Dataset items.
* * * *
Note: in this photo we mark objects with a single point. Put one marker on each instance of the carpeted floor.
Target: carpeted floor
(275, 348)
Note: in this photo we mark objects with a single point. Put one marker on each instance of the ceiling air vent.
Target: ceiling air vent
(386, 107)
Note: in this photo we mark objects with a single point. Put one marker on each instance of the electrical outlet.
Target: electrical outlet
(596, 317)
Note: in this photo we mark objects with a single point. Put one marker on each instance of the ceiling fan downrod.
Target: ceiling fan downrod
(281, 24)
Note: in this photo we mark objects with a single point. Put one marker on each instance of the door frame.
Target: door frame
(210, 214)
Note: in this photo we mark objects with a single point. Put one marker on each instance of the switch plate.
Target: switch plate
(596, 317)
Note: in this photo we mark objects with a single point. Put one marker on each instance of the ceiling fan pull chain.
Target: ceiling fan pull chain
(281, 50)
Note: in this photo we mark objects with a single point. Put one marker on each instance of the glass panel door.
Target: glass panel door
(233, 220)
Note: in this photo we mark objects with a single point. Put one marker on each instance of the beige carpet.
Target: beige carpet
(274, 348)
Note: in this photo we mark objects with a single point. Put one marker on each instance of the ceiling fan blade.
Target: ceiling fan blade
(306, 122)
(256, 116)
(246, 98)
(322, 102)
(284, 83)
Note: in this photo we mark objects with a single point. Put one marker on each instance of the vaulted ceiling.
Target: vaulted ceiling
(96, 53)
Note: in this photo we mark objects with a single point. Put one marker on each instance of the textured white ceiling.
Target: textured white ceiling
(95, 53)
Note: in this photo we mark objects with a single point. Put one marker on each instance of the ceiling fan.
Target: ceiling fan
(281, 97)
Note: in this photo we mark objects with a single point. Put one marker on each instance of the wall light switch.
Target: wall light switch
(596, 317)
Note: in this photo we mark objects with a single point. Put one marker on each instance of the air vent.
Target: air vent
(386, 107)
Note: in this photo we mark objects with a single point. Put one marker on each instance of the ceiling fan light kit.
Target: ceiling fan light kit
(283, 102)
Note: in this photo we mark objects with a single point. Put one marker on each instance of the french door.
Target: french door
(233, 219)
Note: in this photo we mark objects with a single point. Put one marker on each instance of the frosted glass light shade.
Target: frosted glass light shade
* * * *
Work to be completed. Exactly as they appear above, transcribe the records in full.

Solution to this problem.
Note: in this photo we mark objects with a single point. Put one marker on each instance of the carpeted floor.
Target: carpeted floor
(275, 348)
Note: in this photo we mark objects with a single point. Put one marker on each instance of the ceiling air vent.
Target: ceiling air vent
(386, 107)
Note: in this photo we mark objects with a single point. Put one marker on each instance of the electrical outlet.
Target: electrical outlet
(596, 317)
Note: in this photo we mark objects with a single point. Put one marker on each instance of the ceiling fan downrod.
Target: ceiling fan downrod
(281, 24)
Note: in this photo we mark objects with a single point. Put one marker on each instance of the door frame.
Target: door frame
(210, 214)
Note: in this photo we mark objects with a single point. Put one marker on each instance of the switch plate.
Target: switch plate
(596, 317)
Note: in this photo we mark objects with a single point. Put one marker on each instance of the ceiling fan pull chain.
Target: ceiling fan pull chain
(281, 50)
Note: in this photo we mark objects with a single point. Put one marker on each instance of the glass panel door.
Target: glass panel door
(233, 220)
Note: in this photo we mark objects with a single point. Put one marker on each instance of the beige carpet.
Target: beige carpet
(274, 348)
Note: in this photo we mark objects with a single point. Put one marker on each instance of the ceiling fan blade.
Target: ceiling fan blade
(306, 122)
(256, 116)
(246, 98)
(322, 102)
(284, 83)
Note: in this photo we mark objects with a single point. Put one marker on each instance of the vaulted ceiling.
Target: vaulted ceiling
(96, 53)
Note: in this photo we mark objects with a single point. Put one marker on each instance of the textured white ceiling.
Target: textured white ceiling
(95, 53)
Note: in this photo we mark objects with a single point. Put one marker on each instance of the ceiling fan.
Target: ceiling fan
(281, 97)
Note: in this photo we mark objects with a single point. Put one marker on each instance of the wall light switch.
Target: wall light switch
(596, 317)
Note: in this photo we mark objects with a single point. Put one marker on each instance of the air vent.
Target: air vent
(386, 107)
Note: in this photo we mark objects with a single point. Put one marker on each instance of the ceiling fan light kit.
Target: ceiling fan light kit
(283, 102)
Note: in this photo we mark objects with a single point. Put one marker on each instance of the french door.
Target: french door
(233, 219)
Note: in this photo we mark objects with a single point. Put one marker on each instance of the frosted glass light shade.
Target: frosted glass light shade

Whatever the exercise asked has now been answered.